● **Document extract**:
• • • • •

Running too much is very easy for a motivated person to do (as most triathletes probably are). We’re always told to take it easy and slowly in building up mileage, because there are some serious health risks to running more than your body can currently handle.
If you’re only just about to start running, your level of fitness will be lower than that of someone who has been running regularly for years – the average runner runs 20 miles per week, including recovery days and easy hour-long runs. And it will be markedly lower than that of elite runners who may average 120-150 miles in a week with three or four quality/intense sessions.
Runners also follow something called the 10% Rule: total weekly mileage should increase by no more than 10 percent every week for three weeks. The fourth week should be a recovery week, with mileage decreased by 10 percent. (Increases can be lower than 10%.) As conventional wisdom holds, this should help decrease injury risk because it give the body enough time to adjust and increase fitness and strength to take on the gradually increasing demands on it.
Is it safe to run daily? This depends on the individual runner’s needs; if you’re injury-prone, haven’t trained in a long while, or have arthritis, it may be more prudent to run every other day and do cross-training like swimming, cycling, strength training, and yoga on other days to help you recover.
Additionally, varying the intensities of your run workout will help reduce the risk of burnout. You don’t need to set a new personal best every time you run, and a well-designed training plan will give you the variety your body needs to develop as a well-rounded runner.
Signs of overtraining may vary between individual runners. However, there are common symptoms such as fatigue, sleep disruption, changes in appetite, elevation in morning resting heart rate, slowing down of performance despite training well, and of course injury and illness.
Muscle aches and niggles can also be tiny whispers we need to listen to. When foam rolling your legs, soreness and discomfort can be a sign of building inflammation.
Manage overtraining with rest days and pulling back your training intensity and mileage, as well as getting advice from a credentialed coach. However, prevention is better than cure so here are ways to avoid overtraining.
Patience is always the key when trying to elevate your running game. Progressing gradually over time and allowing your body time to respond and recover is what will ultimately reduce the risk of injury, help keep you running, and make you a better runner in the future. Plan ahead, listen to your body, and eventually you will break through your limits!

• • • • •

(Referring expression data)
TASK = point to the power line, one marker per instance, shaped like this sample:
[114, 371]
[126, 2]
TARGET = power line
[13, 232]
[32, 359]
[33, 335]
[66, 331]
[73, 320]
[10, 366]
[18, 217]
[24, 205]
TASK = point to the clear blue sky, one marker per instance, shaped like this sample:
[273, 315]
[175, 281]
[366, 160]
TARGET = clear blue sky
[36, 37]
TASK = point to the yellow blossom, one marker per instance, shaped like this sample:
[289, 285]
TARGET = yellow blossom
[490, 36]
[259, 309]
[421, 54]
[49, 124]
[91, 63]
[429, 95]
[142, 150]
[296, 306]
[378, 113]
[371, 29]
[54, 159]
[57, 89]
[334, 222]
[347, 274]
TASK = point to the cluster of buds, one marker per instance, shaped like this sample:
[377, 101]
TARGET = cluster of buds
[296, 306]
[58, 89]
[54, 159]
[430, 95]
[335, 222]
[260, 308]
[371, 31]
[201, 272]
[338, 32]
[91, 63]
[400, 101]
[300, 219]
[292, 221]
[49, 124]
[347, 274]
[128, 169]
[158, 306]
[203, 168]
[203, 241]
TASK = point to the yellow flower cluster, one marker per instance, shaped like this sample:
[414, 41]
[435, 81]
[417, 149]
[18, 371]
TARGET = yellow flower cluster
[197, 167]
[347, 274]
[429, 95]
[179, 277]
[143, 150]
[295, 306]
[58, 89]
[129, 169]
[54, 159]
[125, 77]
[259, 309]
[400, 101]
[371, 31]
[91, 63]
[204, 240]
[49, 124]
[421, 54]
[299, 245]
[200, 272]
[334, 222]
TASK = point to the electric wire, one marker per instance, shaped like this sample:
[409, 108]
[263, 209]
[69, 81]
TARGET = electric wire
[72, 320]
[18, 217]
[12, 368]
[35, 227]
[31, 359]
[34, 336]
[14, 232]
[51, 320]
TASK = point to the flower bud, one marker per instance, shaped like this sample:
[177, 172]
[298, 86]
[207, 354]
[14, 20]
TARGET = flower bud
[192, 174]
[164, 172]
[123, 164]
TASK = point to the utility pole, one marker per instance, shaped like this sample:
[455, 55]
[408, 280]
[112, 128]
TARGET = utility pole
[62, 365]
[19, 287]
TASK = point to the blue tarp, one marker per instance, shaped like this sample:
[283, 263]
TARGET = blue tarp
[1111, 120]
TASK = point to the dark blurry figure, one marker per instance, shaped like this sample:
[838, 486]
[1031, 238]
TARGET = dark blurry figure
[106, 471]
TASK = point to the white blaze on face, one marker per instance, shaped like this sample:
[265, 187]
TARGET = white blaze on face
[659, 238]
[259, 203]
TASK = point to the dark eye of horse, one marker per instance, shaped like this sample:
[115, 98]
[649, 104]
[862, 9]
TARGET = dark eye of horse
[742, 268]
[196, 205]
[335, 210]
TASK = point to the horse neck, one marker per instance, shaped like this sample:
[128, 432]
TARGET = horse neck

• • • • •

● **Exercises**:
(1) According to the running article, how many miles per week does the average runner run?
(2) Quote word for word the part of the running article that opens with the words containing "If you’re only" and closes with "demands on it.".

● **Activity answers**:
(1) The average runner runs 20 miles per week.

(2)
If you’re only just about to start running, your level of fitness will be lower than that of someone who has been running regularly for years – the average runner runs 20 miles per week, including recovery days and easy hour-long runs. And it will be markedly lower than that of elite runners who may average 120-150 miles in a week with three or four quality/intense sessions.
Runners also follow something called the 10% Rule: total weekly mileage should increase by no more than 10 percent every week for three weeks. The fourth week should be a recovery week, with mileage decreased by 10 percent. (Increases can be lower than 10%.) As conventional wisdom holds, this should help decrease injury risk because it give the body enough time to adjust and increase fitness and strength to take on the gradually increasing demands on it.